[Start of section]
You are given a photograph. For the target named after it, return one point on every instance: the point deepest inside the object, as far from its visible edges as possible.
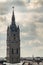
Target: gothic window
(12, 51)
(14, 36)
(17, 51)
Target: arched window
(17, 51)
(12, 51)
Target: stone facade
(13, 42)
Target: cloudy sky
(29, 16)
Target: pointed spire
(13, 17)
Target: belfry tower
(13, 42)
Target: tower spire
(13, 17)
[End of section]
[Start of section]
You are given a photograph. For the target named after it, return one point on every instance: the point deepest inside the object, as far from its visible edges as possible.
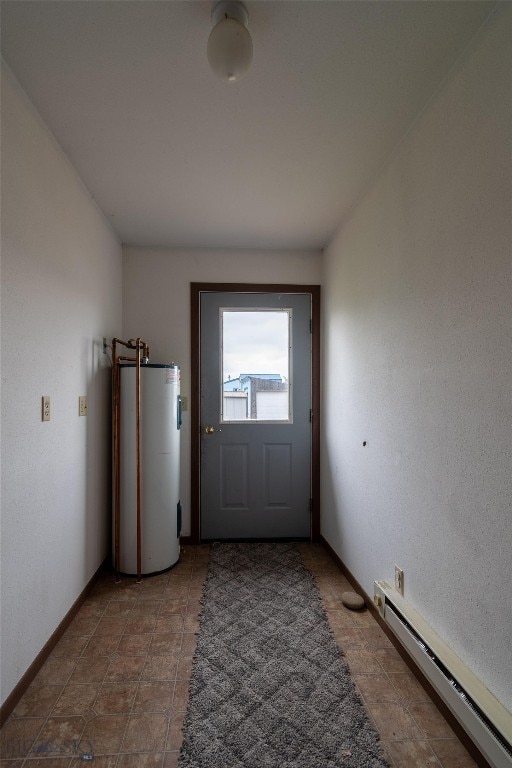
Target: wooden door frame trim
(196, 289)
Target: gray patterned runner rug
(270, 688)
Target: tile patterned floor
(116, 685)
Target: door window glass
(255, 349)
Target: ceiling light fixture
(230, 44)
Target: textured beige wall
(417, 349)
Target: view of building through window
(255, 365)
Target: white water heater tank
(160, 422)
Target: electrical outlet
[End of section]
[Start of section]
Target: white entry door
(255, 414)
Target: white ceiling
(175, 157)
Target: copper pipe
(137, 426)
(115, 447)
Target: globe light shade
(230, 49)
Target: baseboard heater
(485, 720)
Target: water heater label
[End of section]
- _Work instruction_: Among the entries above, the line containing "Target: baseboard heater", the line containing "Target: water heater label", and all lines between them are to be restated word for word; nothing else belongs in the reply.

- _Completed task_:
Target: baseboard heater
(485, 720)
Target: water heater label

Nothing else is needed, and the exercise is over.